The entries shown below should be output exactly as they appear.

DATA FOR PROCESSING:
_ _ _ _ _

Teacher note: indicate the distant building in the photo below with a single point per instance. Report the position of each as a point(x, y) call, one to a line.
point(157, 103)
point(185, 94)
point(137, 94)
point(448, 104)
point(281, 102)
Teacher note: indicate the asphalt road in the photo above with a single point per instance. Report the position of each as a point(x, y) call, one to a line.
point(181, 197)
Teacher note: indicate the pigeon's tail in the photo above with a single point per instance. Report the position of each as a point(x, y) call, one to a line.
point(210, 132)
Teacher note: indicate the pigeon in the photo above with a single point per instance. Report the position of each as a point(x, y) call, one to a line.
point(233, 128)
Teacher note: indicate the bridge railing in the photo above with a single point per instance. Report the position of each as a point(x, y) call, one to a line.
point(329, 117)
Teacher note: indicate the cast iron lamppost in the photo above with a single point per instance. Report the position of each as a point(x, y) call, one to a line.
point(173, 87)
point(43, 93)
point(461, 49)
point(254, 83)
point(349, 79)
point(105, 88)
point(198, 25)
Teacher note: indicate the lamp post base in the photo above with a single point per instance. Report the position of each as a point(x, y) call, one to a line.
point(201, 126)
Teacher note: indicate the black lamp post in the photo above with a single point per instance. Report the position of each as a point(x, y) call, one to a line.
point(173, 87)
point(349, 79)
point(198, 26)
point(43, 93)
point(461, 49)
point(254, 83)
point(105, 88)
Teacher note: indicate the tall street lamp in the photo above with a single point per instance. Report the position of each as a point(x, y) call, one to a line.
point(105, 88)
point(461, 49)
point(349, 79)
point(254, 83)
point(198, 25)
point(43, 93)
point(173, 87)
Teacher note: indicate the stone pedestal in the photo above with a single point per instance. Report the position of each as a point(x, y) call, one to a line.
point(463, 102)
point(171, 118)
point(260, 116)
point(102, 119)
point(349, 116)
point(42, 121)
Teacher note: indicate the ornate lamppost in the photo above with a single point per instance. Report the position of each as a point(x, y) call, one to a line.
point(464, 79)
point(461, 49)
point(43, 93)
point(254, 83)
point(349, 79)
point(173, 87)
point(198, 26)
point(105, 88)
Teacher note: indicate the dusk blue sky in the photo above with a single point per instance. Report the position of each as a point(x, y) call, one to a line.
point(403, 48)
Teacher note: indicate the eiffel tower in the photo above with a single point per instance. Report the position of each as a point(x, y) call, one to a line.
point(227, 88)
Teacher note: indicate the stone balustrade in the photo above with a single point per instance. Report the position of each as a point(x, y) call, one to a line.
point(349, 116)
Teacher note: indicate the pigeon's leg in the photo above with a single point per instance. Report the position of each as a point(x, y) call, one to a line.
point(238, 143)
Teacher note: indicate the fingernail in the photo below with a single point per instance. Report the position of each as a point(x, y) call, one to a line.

_ _ _ _ _

OUTPUT BELOW:
Teacher note: indicate the distant building in the photo below with a single point per instance. Report the position of each as a point(x, y) call, one to a line.
point(157, 103)
point(185, 94)
point(137, 94)
point(448, 104)
point(281, 102)
Teacher note: indicate the asphalt road in the photo above with a single point per instance. Report the position of each as a point(x, y) call, one to a line.
point(181, 197)
Teacher note: indicate the pigeon's tail in the photo above with a single point per instance. Report the position of each as a point(x, y) call, one to a line.
point(210, 132)
Teacher note: indicate the pigeon in the photo above with a single point per instance. Report the position of each as a point(x, y) call, one to a line.
point(233, 128)
Teacher note: indicate the bridge railing in the photo above with a single point per instance. Report the position of each as a point(x, y) call, one to a line.
point(329, 117)
Teacher note: indicate the cast iron lamppost in the photo above with a single point per instance. Report the position of each as a point(x, y) call, one to a line.
point(173, 87)
point(43, 93)
point(461, 49)
point(254, 83)
point(349, 79)
point(105, 88)
point(198, 25)
Teacher note: indicate the lamp post base in the photo above with a single point per instance. Report the position of each as a point(x, y) call, one to a line.
point(201, 126)
Teacher note: indicate the black lamp post in the photo above with a single point per instance. Report the position of each as a point(x, y) call, one to a line.
point(173, 87)
point(349, 79)
point(198, 26)
point(43, 93)
point(461, 49)
point(254, 83)
point(105, 88)
Teacher note: indicate the tall street lamp in the photo above with a single point per instance. Report the position of each as a point(x, y) call, one to a line.
point(105, 88)
point(461, 49)
point(349, 79)
point(254, 83)
point(198, 25)
point(43, 93)
point(173, 87)
Teacher note: indicate the stone pedestal in the photo above with a single point per instance. Report the position of each as a point(x, y) call, one to a line.
point(463, 102)
point(171, 118)
point(260, 116)
point(102, 119)
point(349, 116)
point(42, 121)
Teacher note: indicate the ornate lamppost in the photo above with a single point per instance. Report the position of each as a point(x, y) call, one to a line.
point(464, 79)
point(461, 49)
point(43, 93)
point(254, 83)
point(349, 79)
point(173, 87)
point(198, 26)
point(105, 88)
Teacher note: indicate the dusk blue sky in the photo above with a single point per instance. Report the position of each as a point(x, y) call, one to a line.
point(403, 48)
Teacher note: indicate the eiffel tower in the photo above with a single point per instance. Report the position of each as a point(x, y) call, one to a line.
point(227, 88)
Teacher note: indicate the stone balustrade in the photo above with a single point per instance. Report the position of each as a point(x, y) call, one to a line.
point(349, 116)
Teacher note: indicate the pigeon's leg in the photo above with a single point per instance. Report the position of each as a point(x, y) call, one to a line.
point(238, 143)
Teacher note: indicate the fingernail in the photo below with a single point per instance. Report the position of each as a point(x, y) call, one to a line.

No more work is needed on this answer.